* **Activity**:
Output the entries verbatim, including every line.

Dataset entries
BEGIN
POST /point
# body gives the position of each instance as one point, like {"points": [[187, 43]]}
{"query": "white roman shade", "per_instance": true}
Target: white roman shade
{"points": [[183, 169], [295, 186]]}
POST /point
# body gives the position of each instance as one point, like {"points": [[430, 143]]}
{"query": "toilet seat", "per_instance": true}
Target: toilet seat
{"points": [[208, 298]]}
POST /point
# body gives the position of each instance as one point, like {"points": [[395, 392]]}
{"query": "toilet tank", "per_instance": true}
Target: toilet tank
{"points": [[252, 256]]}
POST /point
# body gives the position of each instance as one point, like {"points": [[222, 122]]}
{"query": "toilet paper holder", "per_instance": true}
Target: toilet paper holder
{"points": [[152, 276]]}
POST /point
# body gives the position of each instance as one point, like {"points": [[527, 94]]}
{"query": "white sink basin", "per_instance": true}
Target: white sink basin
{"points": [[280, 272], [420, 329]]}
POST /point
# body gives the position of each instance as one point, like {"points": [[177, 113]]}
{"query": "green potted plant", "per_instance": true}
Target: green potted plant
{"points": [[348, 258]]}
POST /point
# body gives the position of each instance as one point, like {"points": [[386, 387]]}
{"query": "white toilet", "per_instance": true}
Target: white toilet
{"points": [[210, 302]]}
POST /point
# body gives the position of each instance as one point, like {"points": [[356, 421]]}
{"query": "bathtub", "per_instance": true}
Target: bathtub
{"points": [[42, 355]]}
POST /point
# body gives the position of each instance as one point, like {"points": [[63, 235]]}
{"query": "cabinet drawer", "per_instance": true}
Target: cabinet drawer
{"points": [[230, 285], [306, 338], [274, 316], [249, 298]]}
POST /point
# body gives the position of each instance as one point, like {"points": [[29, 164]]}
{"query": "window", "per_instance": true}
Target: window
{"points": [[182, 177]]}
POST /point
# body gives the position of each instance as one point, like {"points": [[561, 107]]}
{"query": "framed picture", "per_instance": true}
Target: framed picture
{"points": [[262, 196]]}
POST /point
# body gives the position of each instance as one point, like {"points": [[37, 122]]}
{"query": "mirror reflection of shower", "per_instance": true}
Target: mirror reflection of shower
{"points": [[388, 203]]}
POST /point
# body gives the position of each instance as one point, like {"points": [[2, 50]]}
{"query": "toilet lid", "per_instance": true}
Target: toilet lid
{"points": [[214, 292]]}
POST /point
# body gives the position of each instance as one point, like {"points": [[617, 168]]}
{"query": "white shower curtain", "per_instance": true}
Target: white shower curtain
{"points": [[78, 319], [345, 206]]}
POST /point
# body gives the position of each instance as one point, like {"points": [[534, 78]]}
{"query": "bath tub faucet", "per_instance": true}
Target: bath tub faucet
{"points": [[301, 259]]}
END
* **Answer section**:
POST /point
# body gives the position of each instance as one point, like {"points": [[187, 43]]}
{"query": "white roman shade", "per_instance": true}
Target: white roman shade
{"points": [[183, 169], [295, 186]]}
POST /point
# body gives the position of each instance as one point, like {"points": [[430, 143]]}
{"query": "toilet seat", "per_instance": true}
Target: toilet seat
{"points": [[208, 298]]}
POST /point
# body gives the position of each instance as one point, like {"points": [[395, 392]]}
{"query": "toilet tank", "per_instance": true}
Target: toilet tank
{"points": [[252, 256]]}
POST /point
# body gives the position of each instance as one point, like {"points": [[222, 122]]}
{"query": "toilet paper holder", "per_instance": true}
Target: toilet paper holder
{"points": [[152, 276]]}
POST /point
# body gives the position of each instance as one point, like {"points": [[527, 94]]}
{"query": "white sink basin", "per_instance": true}
Target: white sink basin
{"points": [[280, 272], [420, 329]]}
POST /point
# body gives the position of each instance as one point, like {"points": [[177, 113]]}
{"query": "green potted plant", "per_instance": true}
Target: green potted plant
{"points": [[348, 258]]}
POST /point
# body gives the position of each instance as one point, like {"points": [[386, 387]]}
{"query": "white toilet", "per_instance": true}
Target: white toilet
{"points": [[210, 302]]}
POST /point
# body gives the position of each instance as one point, like {"points": [[356, 421]]}
{"query": "bathtub", "per_instance": true}
Target: bathtub
{"points": [[42, 355]]}
POST /point
# body gives the position of each instance as one point, like {"points": [[63, 235]]}
{"query": "cabinet drawer", "per_instance": true}
Target: cabinet drawer
{"points": [[230, 285], [306, 338], [274, 316], [249, 298]]}
POST /point
# body gives the position of each instance as one point, like {"points": [[29, 164]]}
{"query": "window", "per_instance": true}
Target: window
{"points": [[182, 177]]}
POST /point
# body gives the position of each instance as one point, like {"points": [[561, 107]]}
{"query": "framed picture", "per_instance": true}
Target: framed picture
{"points": [[262, 196]]}
POST /point
# body gives the position of each instance as one point, like {"points": [[37, 122]]}
{"query": "mirror reflection of shower", "per_instance": true}
Target: mirror reflection of shower
{"points": [[388, 203]]}
POST /point
# body gives the position of each instance as one point, like {"points": [[2, 50]]}
{"query": "toilet lid", "per_instance": true}
Target: toilet lid
{"points": [[214, 292]]}
POST /point
# body gives the position of each instance as one point, like {"points": [[617, 168]]}
{"query": "white shower curtain", "per_instance": true}
Target: white shower curtain
{"points": [[78, 319], [345, 206]]}
POST /point
# body gives the position of each instance as one point, like {"points": [[534, 78]]}
{"query": "bath tub faucet", "per_instance": true}
Target: bath tub faucet
{"points": [[301, 259]]}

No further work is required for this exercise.